:: Extrait à lire ::
● ● ● ● ●

Le Représentant spécial a également mis l’accent sur les efforts humanitaires importants qui se concentrent sur les réfugiés syriens, les rapatriés en provenance de Syrie et les personnes déplacées à l’intérieur de l’Iraq.  L’Iraq, a-t-il dit, héberge actuellement près de 120 000 ressortissants syriens en quête de sécurité et d’aide humanitaire.  La majorité de la population réfugiée syrienne se trouve actuellement dans la région du Kurdistan et, chaque jour en moyenne, 800 personnes entrent dans le pays. 


En outre, environ 80 000 Iraquiens ont fui la Syrie pour retourner en Iraq au cours des derniers mois, portant à plus de 1,2 million de personnes le nombre d’Iraquiens déplacés.  Les rapatriés et les déplacés internes ont besoin d’une aide humanitaire d’urgence, a prévenu M. Kobler.  Il a demandé au Gouvernement iraquien d’accroître et d’accélérer l’assistance fournie aux rapatriés iraquiens en provenance de Syrie et d’assurer leur réintégration rapide.


Une autre source de préoccupation, a dit le Chef de la MANUI, vient des questions liées aux droits de l’homme et à l’administration de la justice.  « Chaque cas de torture est un cas de trop.  Les confessions obtenues par la force sont inacceptables », a-t-il notamment déclaré, abordant la situation des détenus, en particulier dans les prisons placées sous l’autorité du Ministère de l’intérieur.  


Il a réitéré l’appel du Secrétaire général à l’Iraq pour qu’il envisage un moratoire sur toutes les exécutions, conformément aux résolutions pertinentes de l’Assemblée générale.


De son côté, en prenant la parole, le Représentant permanent de l’Iraq auprès des Nations Unies, M. Hamid Al-Bayati, a reconnu l’impasse politique dans laquelle se trouve actuellement son pays.  Il a parlé des manifestations qui ont lieu dans plusieurs villes pour demander, entre autres, l’adoption d’une loi d’amnistie générale et la libération des prisonniers. 


Il a précisé que les manifestations avaient cependant dévié de leurs objectifs et avaient été infiltrées par des groupes terroristes.  La présence d’acteurs étrangers et régionaux, qui ont détourné les demandes légitimes des citoyens iraquiens, a été dévoilée lorsque ces personnes ont brandi des drapeaux de l’armée syrienne libre et des portraits de dirigeants étrangers, a-t-il expliqué. 


Le représentant a énuméré les demandes des manifestants qui ont abouti, comme la libération de détenus et le retour d’officiers dans l’armée.  Il a par ailleurs indiqué que le Ministère de l’intérieur avait tiré la sonnette d’alarme à propos de tout langage qui incite à la haine sectaire et constitue ainsi une menace directe à la sécurité de la nation.


Les manifestations restent cependant pacifiques, a-t-il fait valoir, comme a pu constater la mission des Nations Unies en visite sur le terrain en février dernier. 


Au cours des dernières années, l’Iraq a traversé plusieurs crises qui ont finalement abouti à des résultats positifs, a-t-il observé, citant à cet égard l’adoption de la Constitution et la tenue d’élections.

● ● ● ● ●

:: Lignes de données ::
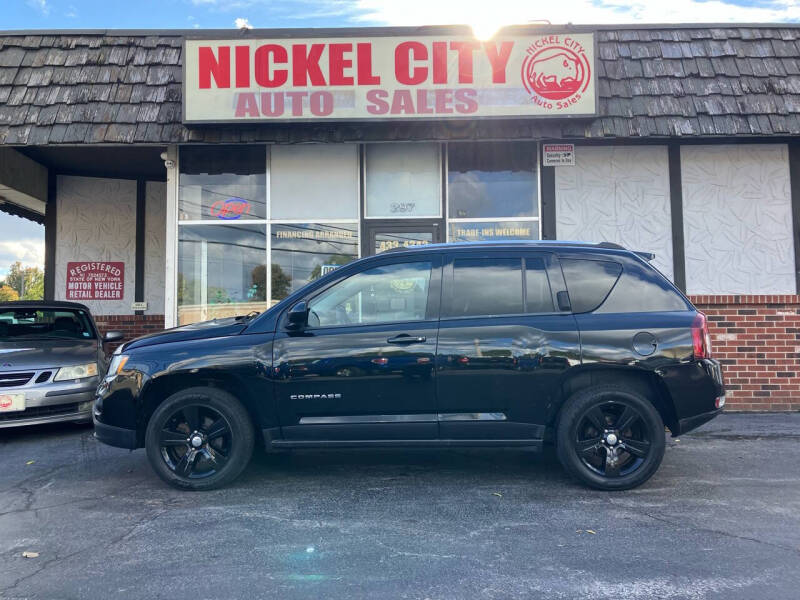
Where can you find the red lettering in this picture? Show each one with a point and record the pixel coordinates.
(297, 102)
(321, 103)
(402, 63)
(402, 103)
(364, 57)
(210, 66)
(443, 98)
(379, 105)
(338, 63)
(466, 101)
(246, 105)
(264, 77)
(272, 104)
(242, 66)
(439, 62)
(498, 59)
(423, 108)
(465, 67)
(305, 66)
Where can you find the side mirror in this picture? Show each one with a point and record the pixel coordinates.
(298, 314)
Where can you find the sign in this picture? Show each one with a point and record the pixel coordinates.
(95, 280)
(558, 155)
(378, 78)
(229, 209)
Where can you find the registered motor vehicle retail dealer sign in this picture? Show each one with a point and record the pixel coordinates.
(95, 280)
(426, 77)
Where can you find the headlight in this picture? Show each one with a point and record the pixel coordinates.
(76, 372)
(117, 364)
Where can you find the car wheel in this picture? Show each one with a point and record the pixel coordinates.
(199, 439)
(610, 437)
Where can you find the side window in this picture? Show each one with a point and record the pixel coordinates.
(385, 294)
(589, 281)
(538, 297)
(486, 286)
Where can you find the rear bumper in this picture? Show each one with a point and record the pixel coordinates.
(695, 421)
(114, 436)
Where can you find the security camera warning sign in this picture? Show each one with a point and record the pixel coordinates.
(95, 280)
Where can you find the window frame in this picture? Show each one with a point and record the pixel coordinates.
(552, 269)
(432, 305)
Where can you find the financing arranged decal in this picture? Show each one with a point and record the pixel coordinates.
(431, 77)
(95, 280)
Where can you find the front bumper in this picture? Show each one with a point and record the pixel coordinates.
(52, 406)
(114, 436)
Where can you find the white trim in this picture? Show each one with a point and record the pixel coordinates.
(171, 246)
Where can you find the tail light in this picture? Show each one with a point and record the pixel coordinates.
(701, 340)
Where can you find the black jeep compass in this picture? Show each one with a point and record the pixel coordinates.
(490, 344)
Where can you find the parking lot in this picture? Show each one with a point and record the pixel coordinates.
(721, 519)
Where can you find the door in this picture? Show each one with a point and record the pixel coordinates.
(363, 367)
(384, 236)
(503, 344)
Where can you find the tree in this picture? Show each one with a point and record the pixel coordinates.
(8, 294)
(28, 281)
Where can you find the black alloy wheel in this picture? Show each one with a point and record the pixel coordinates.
(610, 437)
(199, 439)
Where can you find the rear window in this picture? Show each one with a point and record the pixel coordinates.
(589, 281)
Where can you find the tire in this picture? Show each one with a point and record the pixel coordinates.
(628, 450)
(199, 439)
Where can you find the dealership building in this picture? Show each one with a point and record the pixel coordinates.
(186, 175)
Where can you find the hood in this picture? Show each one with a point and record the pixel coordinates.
(195, 331)
(46, 354)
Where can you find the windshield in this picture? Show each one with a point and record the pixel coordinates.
(44, 323)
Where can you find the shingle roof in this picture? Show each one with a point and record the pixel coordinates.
(120, 87)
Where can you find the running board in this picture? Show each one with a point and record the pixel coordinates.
(280, 444)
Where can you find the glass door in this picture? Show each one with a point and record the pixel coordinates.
(383, 237)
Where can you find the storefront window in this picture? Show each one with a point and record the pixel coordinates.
(304, 252)
(223, 183)
(403, 180)
(498, 230)
(492, 180)
(221, 271)
(314, 182)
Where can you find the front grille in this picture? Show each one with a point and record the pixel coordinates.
(40, 411)
(14, 379)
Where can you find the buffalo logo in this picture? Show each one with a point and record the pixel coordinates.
(555, 72)
(230, 209)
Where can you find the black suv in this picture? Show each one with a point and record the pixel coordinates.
(490, 344)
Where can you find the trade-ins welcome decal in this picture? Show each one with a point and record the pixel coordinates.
(439, 77)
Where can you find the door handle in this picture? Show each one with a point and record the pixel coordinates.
(404, 338)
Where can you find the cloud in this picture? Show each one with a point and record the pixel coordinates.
(40, 5)
(28, 251)
(504, 12)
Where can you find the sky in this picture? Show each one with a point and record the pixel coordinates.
(24, 241)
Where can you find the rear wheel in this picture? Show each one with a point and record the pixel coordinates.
(199, 439)
(610, 437)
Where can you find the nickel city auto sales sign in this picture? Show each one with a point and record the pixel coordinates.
(430, 77)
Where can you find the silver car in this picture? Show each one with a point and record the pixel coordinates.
(51, 360)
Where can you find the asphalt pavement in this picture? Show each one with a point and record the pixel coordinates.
(720, 519)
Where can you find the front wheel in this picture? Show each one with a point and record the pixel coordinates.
(610, 437)
(199, 439)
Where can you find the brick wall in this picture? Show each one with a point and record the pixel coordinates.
(757, 340)
(130, 325)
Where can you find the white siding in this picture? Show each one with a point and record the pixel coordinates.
(617, 194)
(737, 219)
(96, 221)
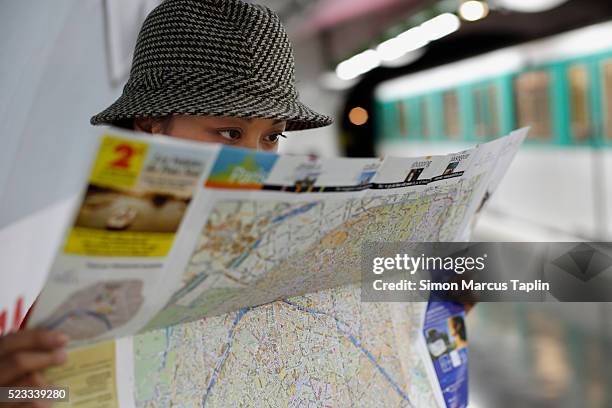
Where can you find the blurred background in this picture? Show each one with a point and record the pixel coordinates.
(406, 77)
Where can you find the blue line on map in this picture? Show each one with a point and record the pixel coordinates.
(80, 312)
(356, 343)
(294, 212)
(168, 333)
(221, 362)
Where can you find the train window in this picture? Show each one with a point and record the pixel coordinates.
(452, 120)
(402, 116)
(486, 117)
(607, 89)
(425, 131)
(533, 103)
(579, 101)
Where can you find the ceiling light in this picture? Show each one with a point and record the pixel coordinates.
(440, 26)
(530, 6)
(473, 10)
(358, 64)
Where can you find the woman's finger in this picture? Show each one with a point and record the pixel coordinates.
(31, 340)
(17, 365)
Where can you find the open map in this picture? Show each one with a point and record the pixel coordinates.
(236, 279)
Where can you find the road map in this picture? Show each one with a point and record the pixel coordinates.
(251, 296)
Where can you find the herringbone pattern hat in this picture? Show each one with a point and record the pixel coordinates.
(212, 58)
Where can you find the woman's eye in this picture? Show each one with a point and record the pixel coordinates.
(231, 134)
(273, 138)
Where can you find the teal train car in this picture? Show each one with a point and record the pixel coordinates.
(560, 186)
(560, 86)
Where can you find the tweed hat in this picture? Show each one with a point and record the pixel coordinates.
(212, 58)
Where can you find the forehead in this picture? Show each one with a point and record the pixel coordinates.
(229, 121)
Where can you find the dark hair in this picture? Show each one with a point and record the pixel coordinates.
(459, 326)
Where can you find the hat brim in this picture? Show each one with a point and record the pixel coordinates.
(169, 101)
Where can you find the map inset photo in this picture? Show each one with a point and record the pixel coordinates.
(98, 308)
(114, 210)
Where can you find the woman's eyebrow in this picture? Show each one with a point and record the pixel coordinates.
(249, 120)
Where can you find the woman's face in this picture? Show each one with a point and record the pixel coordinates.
(252, 133)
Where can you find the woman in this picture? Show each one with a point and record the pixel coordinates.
(217, 71)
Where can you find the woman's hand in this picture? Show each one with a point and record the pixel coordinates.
(25, 354)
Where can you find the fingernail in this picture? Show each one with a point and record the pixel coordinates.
(59, 356)
(61, 338)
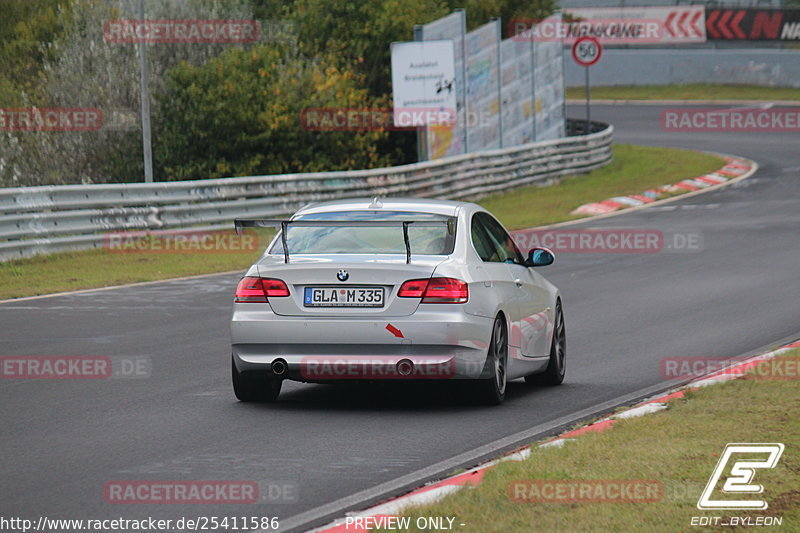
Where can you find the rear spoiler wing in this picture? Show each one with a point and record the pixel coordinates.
(239, 224)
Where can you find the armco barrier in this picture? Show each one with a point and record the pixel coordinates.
(63, 217)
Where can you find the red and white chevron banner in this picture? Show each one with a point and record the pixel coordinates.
(676, 24)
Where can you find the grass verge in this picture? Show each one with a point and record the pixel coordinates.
(694, 91)
(634, 169)
(677, 448)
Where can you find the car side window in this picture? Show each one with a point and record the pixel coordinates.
(482, 242)
(507, 251)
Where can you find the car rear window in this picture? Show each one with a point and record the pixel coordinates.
(368, 240)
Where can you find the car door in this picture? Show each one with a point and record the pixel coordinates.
(492, 273)
(529, 322)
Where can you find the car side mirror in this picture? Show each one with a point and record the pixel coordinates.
(540, 257)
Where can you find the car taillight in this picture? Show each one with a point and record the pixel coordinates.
(435, 290)
(274, 287)
(257, 290)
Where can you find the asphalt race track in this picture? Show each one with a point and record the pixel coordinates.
(63, 440)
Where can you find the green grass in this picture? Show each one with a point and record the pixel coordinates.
(694, 91)
(634, 169)
(67, 271)
(677, 448)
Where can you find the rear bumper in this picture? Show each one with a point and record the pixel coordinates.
(443, 343)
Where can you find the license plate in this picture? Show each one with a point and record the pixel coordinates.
(343, 297)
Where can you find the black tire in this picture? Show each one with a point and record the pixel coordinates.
(557, 367)
(492, 389)
(254, 387)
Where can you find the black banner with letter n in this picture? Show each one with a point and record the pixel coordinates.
(753, 24)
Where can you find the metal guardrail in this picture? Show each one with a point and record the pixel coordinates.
(63, 217)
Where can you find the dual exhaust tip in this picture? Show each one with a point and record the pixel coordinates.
(405, 367)
(279, 367)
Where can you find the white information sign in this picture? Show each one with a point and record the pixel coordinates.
(423, 83)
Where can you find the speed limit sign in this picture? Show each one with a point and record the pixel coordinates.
(587, 51)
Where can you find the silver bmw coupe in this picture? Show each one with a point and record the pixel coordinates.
(394, 289)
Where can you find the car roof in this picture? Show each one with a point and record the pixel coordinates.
(438, 207)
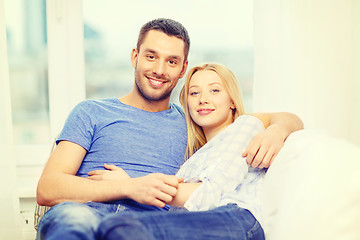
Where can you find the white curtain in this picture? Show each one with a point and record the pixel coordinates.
(307, 61)
(9, 202)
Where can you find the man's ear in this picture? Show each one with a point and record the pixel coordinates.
(134, 56)
(183, 70)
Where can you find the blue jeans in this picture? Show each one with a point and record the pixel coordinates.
(227, 222)
(71, 220)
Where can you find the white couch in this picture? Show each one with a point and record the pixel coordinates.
(312, 190)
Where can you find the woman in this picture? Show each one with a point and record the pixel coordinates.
(220, 191)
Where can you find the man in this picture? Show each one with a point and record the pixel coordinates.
(142, 133)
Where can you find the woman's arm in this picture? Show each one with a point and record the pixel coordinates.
(264, 147)
(183, 193)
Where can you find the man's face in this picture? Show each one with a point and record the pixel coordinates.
(159, 64)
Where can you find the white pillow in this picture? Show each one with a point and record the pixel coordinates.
(312, 190)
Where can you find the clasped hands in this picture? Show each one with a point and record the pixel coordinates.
(158, 189)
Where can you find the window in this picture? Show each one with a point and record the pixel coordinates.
(218, 32)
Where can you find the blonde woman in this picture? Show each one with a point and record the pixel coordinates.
(220, 195)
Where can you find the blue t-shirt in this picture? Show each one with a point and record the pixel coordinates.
(138, 141)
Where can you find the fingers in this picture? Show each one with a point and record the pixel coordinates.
(156, 189)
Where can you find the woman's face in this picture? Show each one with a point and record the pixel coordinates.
(209, 103)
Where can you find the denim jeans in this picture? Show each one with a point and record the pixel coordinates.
(226, 222)
(71, 220)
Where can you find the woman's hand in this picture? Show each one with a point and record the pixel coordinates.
(112, 173)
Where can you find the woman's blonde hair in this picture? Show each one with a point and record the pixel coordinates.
(195, 135)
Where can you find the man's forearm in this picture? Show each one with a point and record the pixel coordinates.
(62, 187)
(183, 193)
(288, 122)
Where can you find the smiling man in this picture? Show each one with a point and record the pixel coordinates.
(142, 132)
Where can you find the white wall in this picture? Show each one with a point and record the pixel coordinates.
(307, 62)
(9, 203)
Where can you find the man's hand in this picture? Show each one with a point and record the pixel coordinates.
(155, 189)
(264, 147)
(112, 173)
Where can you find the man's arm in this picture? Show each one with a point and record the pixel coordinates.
(58, 182)
(264, 147)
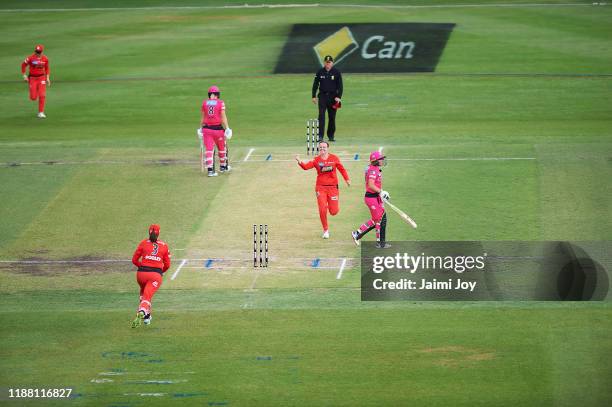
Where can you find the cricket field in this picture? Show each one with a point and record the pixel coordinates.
(509, 139)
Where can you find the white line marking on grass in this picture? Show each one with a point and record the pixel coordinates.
(339, 276)
(178, 269)
(464, 159)
(249, 154)
(265, 158)
(271, 6)
(63, 261)
(426, 159)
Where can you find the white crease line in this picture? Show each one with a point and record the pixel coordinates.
(339, 276)
(272, 6)
(178, 269)
(426, 159)
(249, 154)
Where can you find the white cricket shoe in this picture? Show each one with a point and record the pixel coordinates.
(355, 238)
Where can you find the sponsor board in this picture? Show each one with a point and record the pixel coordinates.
(365, 47)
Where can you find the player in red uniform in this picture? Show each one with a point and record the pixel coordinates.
(215, 130)
(374, 201)
(152, 258)
(326, 188)
(37, 77)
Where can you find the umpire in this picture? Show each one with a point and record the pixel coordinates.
(328, 81)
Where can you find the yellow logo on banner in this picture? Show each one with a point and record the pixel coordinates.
(339, 45)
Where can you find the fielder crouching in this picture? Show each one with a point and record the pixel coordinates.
(152, 257)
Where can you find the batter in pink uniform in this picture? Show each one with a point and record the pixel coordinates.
(374, 201)
(215, 130)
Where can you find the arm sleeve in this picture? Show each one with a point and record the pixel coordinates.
(306, 166)
(136, 257)
(166, 261)
(315, 85)
(342, 170)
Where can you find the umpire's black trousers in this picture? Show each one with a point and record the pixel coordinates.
(326, 100)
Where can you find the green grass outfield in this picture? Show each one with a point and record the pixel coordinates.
(510, 139)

● ● ● ● ●

:: Travail à faire ::
• a. Selon l'extrait sur la situation en Iraq, combien de ressortissants syriens l'Iraq héberge-t-il actuellement ?
• b. Relevez dans l'extrait sur la situation en Iraq tous les nombres de personnes écrits en chiffres, chacun avec ce qu'il désigne.
• c. Rédigez la suite de l'extrait sur la situation en Iraq, en partant de sa dernière phrase.

:: Réponses par tâche ::
• a. Près de 120 000 ressortissants syriens.

• b.
- 120 000 : les ressortissants syriens hébergés par l'Iraq
- 800 : les personnes qui entrent chaque jour en moyenne dans le pays
- 80 000 : les Iraquiens qui ont fui la Syrie pour retourner en Iraq au cours des derniers mois
- 1,2 million : le nombre, porté à plus de 1,2 million, d'Iraquiens déplacés

• c.
Il a toutefois attiré l’attention sur l’instabilité causée par le conflit syrien dans toute la région.  Il a rappelé que des soldats syriens, qui s’étaient rendus aux autorités iraquiennes, avaient été tués par des terroristes armés ayant infiltré l’Iraq le 4 mars 2013.  Ceci prouve bien que le conflit syrien entraîne une instabilité dans la région, a indiqué M. Al-Bayati.  Le Groupe Al-Qaida a d’ailleurs revendiqué ces meurtres commis en collaboration avec le groupe terroriste Al Nusra Front.


Les civils iraquiens sont moins victimes de la violence du terrorisme qu’en 2009-2011, a ensuite estimé M. Al-Bayati, tout en craignant une recrudescence de cette violence dans les prochains mois à cause de la situation prévalant au niveau régional. 


Beaucoup des groupes rebelles, dont Al-Qaida, sont toujours actifs en Iraq, a-t-il prévenu, signalant que la situation est toujours critique à Bagdad, Kirkuk, Ninewa, Salah Al Din, Al Anbar et Diyala. 


Le Gouvernement iraquien a condamné l’attaque du Camp Hurriya, commise le 9 février 2013 et a lancé une enquête, a dit le représentant.  Par ailleurs, il a signalé que la Commission électorale indépendante avait fait en sorte que les élections provinciales se tiennent le 20 avril 2013.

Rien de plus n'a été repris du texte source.